→ Do this
In the entries, find the lines running from the line with "[bbox-request] man's hand" up to and including the line with "38,1 -> 153,160". Lay out those lines as a JSON list of strings with one string per line, skipping any blank lines and leaving the pictures out of your answer.

Records of labeled boxes
──────────
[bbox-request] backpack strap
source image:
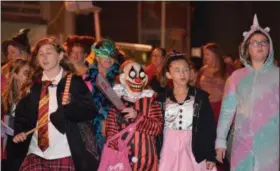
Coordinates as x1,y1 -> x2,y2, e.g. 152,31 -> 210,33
62,73 -> 73,105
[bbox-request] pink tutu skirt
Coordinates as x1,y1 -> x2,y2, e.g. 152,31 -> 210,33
159,128 -> 217,171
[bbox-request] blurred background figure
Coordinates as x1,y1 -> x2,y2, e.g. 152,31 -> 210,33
145,47 -> 166,82
196,43 -> 229,122
189,57 -> 202,86
196,43 -> 231,171
1,58 -> 32,171
1,29 -> 31,92
65,35 -> 94,75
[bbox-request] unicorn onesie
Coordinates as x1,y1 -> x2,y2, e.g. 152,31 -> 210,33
216,15 -> 279,171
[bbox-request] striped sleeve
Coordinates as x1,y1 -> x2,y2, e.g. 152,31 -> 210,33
137,98 -> 163,136
105,107 -> 119,149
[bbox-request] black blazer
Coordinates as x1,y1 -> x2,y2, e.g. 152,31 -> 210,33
13,75 -> 98,171
157,87 -> 216,163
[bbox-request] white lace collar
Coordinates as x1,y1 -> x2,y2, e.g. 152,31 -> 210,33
113,84 -> 154,101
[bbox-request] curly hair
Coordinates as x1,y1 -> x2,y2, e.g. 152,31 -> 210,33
2,58 -> 32,113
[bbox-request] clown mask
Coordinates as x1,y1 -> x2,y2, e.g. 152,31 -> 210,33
120,61 -> 148,96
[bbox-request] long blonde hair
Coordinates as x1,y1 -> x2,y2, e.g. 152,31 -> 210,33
2,58 -> 32,113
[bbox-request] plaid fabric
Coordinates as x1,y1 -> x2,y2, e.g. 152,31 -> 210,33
19,154 -> 75,171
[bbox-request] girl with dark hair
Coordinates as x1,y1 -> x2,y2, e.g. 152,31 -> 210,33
158,54 -> 216,171
13,37 -> 98,171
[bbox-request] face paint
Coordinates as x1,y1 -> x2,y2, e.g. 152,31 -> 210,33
120,62 -> 148,94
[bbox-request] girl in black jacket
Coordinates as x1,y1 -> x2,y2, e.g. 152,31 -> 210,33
158,53 -> 216,171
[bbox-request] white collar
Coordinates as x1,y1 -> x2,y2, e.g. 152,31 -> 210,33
113,84 -> 154,101
42,68 -> 63,85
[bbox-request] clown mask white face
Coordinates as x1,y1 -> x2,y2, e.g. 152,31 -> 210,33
120,62 -> 148,96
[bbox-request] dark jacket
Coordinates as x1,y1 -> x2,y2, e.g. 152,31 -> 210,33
157,87 -> 216,163
13,75 -> 98,171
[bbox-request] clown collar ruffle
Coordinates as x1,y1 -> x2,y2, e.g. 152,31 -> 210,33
113,84 -> 154,101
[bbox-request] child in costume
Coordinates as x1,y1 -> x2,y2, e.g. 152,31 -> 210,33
158,53 -> 216,171
13,37 -> 98,171
85,39 -> 120,154
216,15 -> 279,171
105,61 -> 163,171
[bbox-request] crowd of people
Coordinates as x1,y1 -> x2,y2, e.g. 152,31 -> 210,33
1,16 -> 279,171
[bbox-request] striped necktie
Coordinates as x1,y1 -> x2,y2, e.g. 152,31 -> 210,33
38,81 -> 52,151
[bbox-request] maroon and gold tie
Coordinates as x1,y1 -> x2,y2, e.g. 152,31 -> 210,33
38,81 -> 52,151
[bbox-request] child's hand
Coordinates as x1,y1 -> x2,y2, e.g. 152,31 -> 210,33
206,161 -> 216,170
122,107 -> 137,119
216,148 -> 226,163
13,132 -> 26,143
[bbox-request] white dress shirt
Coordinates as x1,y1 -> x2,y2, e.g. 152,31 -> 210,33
28,68 -> 71,160
164,96 -> 194,130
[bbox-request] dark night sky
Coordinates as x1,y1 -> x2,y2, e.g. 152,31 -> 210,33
76,1 -> 280,59
192,2 -> 280,60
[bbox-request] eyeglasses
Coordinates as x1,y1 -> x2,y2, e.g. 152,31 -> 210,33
249,40 -> 268,47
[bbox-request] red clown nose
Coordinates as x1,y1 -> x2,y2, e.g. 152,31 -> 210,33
135,77 -> 142,83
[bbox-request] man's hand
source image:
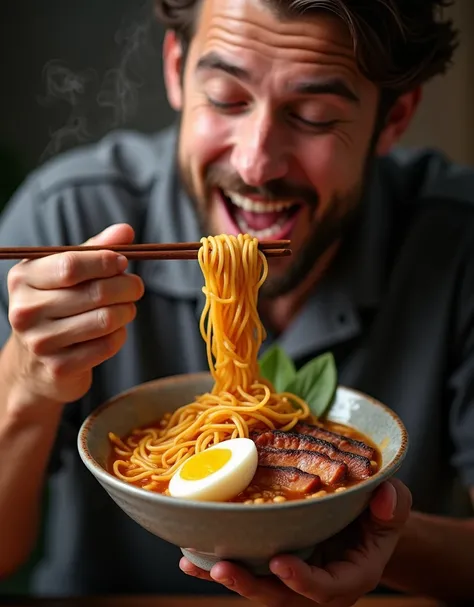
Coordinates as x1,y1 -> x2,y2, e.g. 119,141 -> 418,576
180,479 -> 412,607
8,224 -> 144,404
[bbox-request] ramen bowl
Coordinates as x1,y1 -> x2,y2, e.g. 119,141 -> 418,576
78,373 -> 408,574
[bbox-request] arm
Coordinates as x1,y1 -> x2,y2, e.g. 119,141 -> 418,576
382,490 -> 474,601
0,226 -> 143,579
0,339 -> 62,580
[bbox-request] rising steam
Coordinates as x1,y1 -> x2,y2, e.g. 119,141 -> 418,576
38,1 -> 153,160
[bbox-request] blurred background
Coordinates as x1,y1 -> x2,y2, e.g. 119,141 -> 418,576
0,0 -> 474,596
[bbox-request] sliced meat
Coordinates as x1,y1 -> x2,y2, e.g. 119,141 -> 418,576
257,445 -> 347,485
293,422 -> 375,460
252,466 -> 321,495
251,430 -> 372,480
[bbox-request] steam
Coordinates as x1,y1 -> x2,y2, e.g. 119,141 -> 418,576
38,1 -> 153,161
38,61 -> 96,160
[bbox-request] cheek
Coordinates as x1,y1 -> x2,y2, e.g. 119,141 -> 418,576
300,134 -> 364,203
182,106 -> 228,172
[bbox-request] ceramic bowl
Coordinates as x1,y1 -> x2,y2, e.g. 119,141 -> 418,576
78,373 -> 408,574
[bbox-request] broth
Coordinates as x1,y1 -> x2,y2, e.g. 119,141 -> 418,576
107,414 -> 381,504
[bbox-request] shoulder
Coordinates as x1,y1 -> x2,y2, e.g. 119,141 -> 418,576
30,129 -> 178,198
379,148 -> 474,208
0,129 -> 178,246
378,148 -> 474,250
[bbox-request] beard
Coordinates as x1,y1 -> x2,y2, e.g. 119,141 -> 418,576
178,141 -> 375,299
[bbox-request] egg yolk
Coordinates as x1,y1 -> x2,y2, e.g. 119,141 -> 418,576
180,449 -> 232,481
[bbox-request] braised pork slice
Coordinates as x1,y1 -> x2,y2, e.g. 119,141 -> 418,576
293,422 -> 375,460
257,444 -> 347,485
251,430 -> 372,480
252,466 -> 321,495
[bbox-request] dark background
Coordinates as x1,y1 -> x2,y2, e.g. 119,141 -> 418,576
0,0 -> 474,597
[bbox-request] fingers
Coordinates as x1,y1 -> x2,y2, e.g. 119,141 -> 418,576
369,478 -> 412,528
8,224 -> 134,293
44,327 -> 127,382
26,303 -> 136,356
179,558 -> 292,607
8,251 -> 128,293
270,479 -> 411,606
11,274 -> 144,330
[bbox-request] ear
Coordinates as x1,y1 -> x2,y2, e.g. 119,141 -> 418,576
163,30 -> 183,112
377,87 -> 423,156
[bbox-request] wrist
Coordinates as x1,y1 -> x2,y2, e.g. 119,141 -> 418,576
0,336 -> 65,421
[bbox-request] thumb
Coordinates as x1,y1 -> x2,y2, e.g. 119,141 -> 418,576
84,223 -> 135,246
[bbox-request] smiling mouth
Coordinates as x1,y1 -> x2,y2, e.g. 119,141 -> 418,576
219,189 -> 304,239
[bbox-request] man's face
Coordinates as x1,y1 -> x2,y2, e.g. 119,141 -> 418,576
168,0 -> 378,295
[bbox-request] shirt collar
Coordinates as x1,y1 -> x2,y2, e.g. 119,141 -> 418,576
141,129 -> 390,357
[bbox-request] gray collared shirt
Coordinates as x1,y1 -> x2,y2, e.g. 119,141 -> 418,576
0,129 -> 474,596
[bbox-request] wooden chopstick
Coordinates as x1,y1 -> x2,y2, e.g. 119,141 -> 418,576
0,240 -> 291,260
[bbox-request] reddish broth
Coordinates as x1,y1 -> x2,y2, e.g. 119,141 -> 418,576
107,420 -> 382,504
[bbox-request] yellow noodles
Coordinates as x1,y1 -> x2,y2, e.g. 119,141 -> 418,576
109,234 -> 309,490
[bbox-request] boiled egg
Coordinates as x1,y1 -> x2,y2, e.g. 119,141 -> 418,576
168,438 -> 258,502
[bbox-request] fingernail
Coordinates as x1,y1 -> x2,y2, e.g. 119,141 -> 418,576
212,575 -> 235,586
271,565 -> 293,580
387,482 -> 397,517
117,255 -> 128,272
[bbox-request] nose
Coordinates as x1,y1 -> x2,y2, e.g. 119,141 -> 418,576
230,110 -> 288,187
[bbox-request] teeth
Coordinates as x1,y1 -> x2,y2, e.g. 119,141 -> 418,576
226,192 -> 294,213
237,217 -> 287,240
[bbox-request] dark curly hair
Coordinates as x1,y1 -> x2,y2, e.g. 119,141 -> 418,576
154,0 -> 458,101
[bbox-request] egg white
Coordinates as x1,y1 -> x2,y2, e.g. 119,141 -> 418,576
168,438 -> 258,502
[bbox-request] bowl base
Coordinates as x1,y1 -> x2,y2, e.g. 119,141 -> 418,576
181,547 -> 314,576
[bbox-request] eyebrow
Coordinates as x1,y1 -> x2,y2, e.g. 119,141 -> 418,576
289,78 -> 360,105
196,51 -> 360,105
196,52 -> 251,82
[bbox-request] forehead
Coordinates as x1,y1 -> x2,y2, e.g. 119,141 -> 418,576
193,0 -> 358,77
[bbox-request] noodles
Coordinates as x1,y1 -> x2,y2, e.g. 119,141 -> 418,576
109,234 -> 310,490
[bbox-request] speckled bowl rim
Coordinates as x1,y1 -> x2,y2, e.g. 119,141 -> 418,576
77,372 -> 409,512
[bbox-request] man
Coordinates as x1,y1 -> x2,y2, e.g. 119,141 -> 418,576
0,0 -> 474,607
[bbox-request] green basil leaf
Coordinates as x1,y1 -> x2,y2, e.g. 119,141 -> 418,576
259,346 -> 296,392
286,352 -> 337,417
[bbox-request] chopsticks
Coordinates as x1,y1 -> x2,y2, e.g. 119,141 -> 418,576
0,240 -> 291,260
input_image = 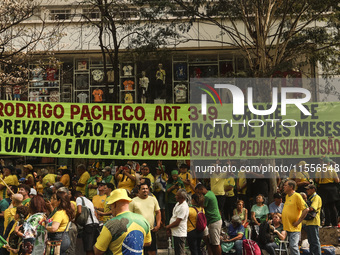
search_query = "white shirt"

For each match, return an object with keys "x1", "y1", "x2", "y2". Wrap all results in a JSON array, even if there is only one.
[
  {"x1": 170, "y1": 201, "x2": 189, "y2": 237},
  {"x1": 76, "y1": 197, "x2": 99, "y2": 225}
]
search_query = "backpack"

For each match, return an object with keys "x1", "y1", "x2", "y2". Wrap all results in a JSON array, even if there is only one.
[
  {"x1": 243, "y1": 239, "x2": 261, "y2": 255},
  {"x1": 258, "y1": 221, "x2": 274, "y2": 245},
  {"x1": 189, "y1": 207, "x2": 207, "y2": 232},
  {"x1": 321, "y1": 245, "x2": 335, "y2": 255},
  {"x1": 305, "y1": 194, "x2": 318, "y2": 220},
  {"x1": 76, "y1": 197, "x2": 90, "y2": 227}
]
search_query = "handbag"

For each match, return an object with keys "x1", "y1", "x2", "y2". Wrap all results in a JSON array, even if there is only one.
[
  {"x1": 305, "y1": 194, "x2": 318, "y2": 220},
  {"x1": 45, "y1": 221, "x2": 70, "y2": 255},
  {"x1": 76, "y1": 197, "x2": 90, "y2": 227},
  {"x1": 45, "y1": 240, "x2": 61, "y2": 255}
]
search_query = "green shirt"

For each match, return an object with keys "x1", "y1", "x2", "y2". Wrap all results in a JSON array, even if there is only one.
[
  {"x1": 0, "y1": 198, "x2": 9, "y2": 227},
  {"x1": 204, "y1": 190, "x2": 221, "y2": 225},
  {"x1": 22, "y1": 198, "x2": 31, "y2": 206},
  {"x1": 251, "y1": 205, "x2": 269, "y2": 223},
  {"x1": 166, "y1": 178, "x2": 184, "y2": 204}
]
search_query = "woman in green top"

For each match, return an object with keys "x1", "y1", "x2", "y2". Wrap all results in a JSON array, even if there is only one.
[
  {"x1": 233, "y1": 200, "x2": 248, "y2": 228},
  {"x1": 165, "y1": 170, "x2": 184, "y2": 225},
  {"x1": 85, "y1": 168, "x2": 101, "y2": 200},
  {"x1": 251, "y1": 194, "x2": 269, "y2": 226},
  {"x1": 265, "y1": 213, "x2": 287, "y2": 255}
]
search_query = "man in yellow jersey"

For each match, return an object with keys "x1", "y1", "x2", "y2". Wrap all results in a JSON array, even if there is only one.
[
  {"x1": 178, "y1": 164, "x2": 196, "y2": 194},
  {"x1": 41, "y1": 169, "x2": 57, "y2": 188},
  {"x1": 97, "y1": 183, "x2": 115, "y2": 223},
  {"x1": 302, "y1": 184, "x2": 322, "y2": 255},
  {"x1": 315, "y1": 156, "x2": 340, "y2": 227},
  {"x1": 94, "y1": 189, "x2": 151, "y2": 255},
  {"x1": 19, "y1": 184, "x2": 31, "y2": 206},
  {"x1": 92, "y1": 182, "x2": 107, "y2": 223},
  {"x1": 75, "y1": 164, "x2": 90, "y2": 196},
  {"x1": 0, "y1": 165, "x2": 19, "y2": 200},
  {"x1": 282, "y1": 180, "x2": 309, "y2": 255}
]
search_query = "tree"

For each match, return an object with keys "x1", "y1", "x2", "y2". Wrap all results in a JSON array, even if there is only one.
[
  {"x1": 0, "y1": 0, "x2": 65, "y2": 91},
  {"x1": 79, "y1": 0, "x2": 183, "y2": 102},
  {"x1": 166, "y1": 0, "x2": 340, "y2": 77}
]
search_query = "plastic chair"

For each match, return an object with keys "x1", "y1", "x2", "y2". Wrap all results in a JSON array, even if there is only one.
[{"x1": 275, "y1": 240, "x2": 289, "y2": 255}]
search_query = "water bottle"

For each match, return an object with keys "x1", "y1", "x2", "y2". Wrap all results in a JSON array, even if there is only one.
[{"x1": 168, "y1": 236, "x2": 172, "y2": 255}]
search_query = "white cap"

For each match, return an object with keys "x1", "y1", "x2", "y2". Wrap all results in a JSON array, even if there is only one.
[{"x1": 30, "y1": 188, "x2": 37, "y2": 195}]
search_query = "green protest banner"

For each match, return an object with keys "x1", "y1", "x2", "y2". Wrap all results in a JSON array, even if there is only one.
[
  {"x1": 191, "y1": 103, "x2": 340, "y2": 159},
  {"x1": 0, "y1": 101, "x2": 190, "y2": 159},
  {"x1": 0, "y1": 101, "x2": 340, "y2": 160}
]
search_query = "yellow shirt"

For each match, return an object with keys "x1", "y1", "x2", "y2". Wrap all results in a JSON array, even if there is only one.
[
  {"x1": 12, "y1": 174, "x2": 19, "y2": 186},
  {"x1": 76, "y1": 171, "x2": 90, "y2": 196},
  {"x1": 51, "y1": 210, "x2": 70, "y2": 232},
  {"x1": 8, "y1": 221, "x2": 22, "y2": 255},
  {"x1": 129, "y1": 196, "x2": 160, "y2": 229},
  {"x1": 315, "y1": 166, "x2": 338, "y2": 184},
  {"x1": 237, "y1": 172, "x2": 247, "y2": 195},
  {"x1": 4, "y1": 207, "x2": 17, "y2": 234},
  {"x1": 95, "y1": 212, "x2": 151, "y2": 255},
  {"x1": 118, "y1": 174, "x2": 136, "y2": 191},
  {"x1": 178, "y1": 172, "x2": 196, "y2": 193},
  {"x1": 42, "y1": 174, "x2": 57, "y2": 188},
  {"x1": 302, "y1": 192, "x2": 322, "y2": 226},
  {"x1": 35, "y1": 182, "x2": 44, "y2": 194},
  {"x1": 92, "y1": 195, "x2": 107, "y2": 221},
  {"x1": 187, "y1": 206, "x2": 203, "y2": 232},
  {"x1": 60, "y1": 174, "x2": 70, "y2": 188},
  {"x1": 282, "y1": 192, "x2": 308, "y2": 232},
  {"x1": 295, "y1": 172, "x2": 310, "y2": 182},
  {"x1": 210, "y1": 174, "x2": 227, "y2": 196},
  {"x1": 142, "y1": 173, "x2": 155, "y2": 189},
  {"x1": 0, "y1": 175, "x2": 19, "y2": 200},
  {"x1": 103, "y1": 197, "x2": 112, "y2": 223},
  {"x1": 70, "y1": 200, "x2": 77, "y2": 218}
]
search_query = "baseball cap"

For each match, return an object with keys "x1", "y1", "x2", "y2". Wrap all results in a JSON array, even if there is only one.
[
  {"x1": 4, "y1": 165, "x2": 15, "y2": 173},
  {"x1": 107, "y1": 189, "x2": 132, "y2": 205},
  {"x1": 24, "y1": 164, "x2": 33, "y2": 171},
  {"x1": 305, "y1": 184, "x2": 316, "y2": 190},
  {"x1": 30, "y1": 188, "x2": 37, "y2": 195},
  {"x1": 102, "y1": 166, "x2": 112, "y2": 173}
]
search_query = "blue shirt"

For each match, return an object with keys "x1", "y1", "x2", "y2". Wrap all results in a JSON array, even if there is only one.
[{"x1": 269, "y1": 202, "x2": 284, "y2": 213}]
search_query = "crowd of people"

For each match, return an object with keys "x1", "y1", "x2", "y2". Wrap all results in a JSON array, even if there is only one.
[{"x1": 0, "y1": 157, "x2": 339, "y2": 255}]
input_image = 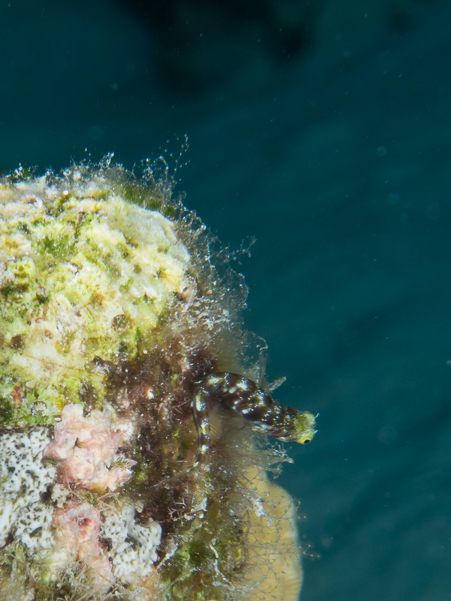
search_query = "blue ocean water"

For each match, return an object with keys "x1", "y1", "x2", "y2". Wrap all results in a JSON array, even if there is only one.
[{"x1": 0, "y1": 0, "x2": 451, "y2": 601}]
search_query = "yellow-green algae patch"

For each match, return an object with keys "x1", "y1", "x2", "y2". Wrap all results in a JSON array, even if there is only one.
[
  {"x1": 0, "y1": 161, "x2": 308, "y2": 601},
  {"x1": 0, "y1": 169, "x2": 190, "y2": 422}
]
──────────
→ The completed task
[
  "[bbox-request] man's hand",
  "source image:",
  "Coordinates as x1,y1 -> x2,y2, e.g. 119,141 -> 418,576",
  "180,479 -> 412,607",
  "8,224 -> 144,404",
  "[bbox-request] ramen bowl",
  "Coordinates as x1,y1 -> x2,y2, e.g. 119,141 -> 418,576",
  "78,373 -> 408,574",
  "[bbox-request] arm",
  "Coordinates as x1,y1 -> x2,y2, e.g. 119,141 -> 418,576",
  "382,490 -> 474,601",
  "0,226 -> 143,579",
  "0,339 -> 62,580",
  "[bbox-request] rising steam",
  "Coordinates as x1,y1 -> x2,y2, e.g. 119,141 -> 418,576",
  "38,1 -> 153,160"
]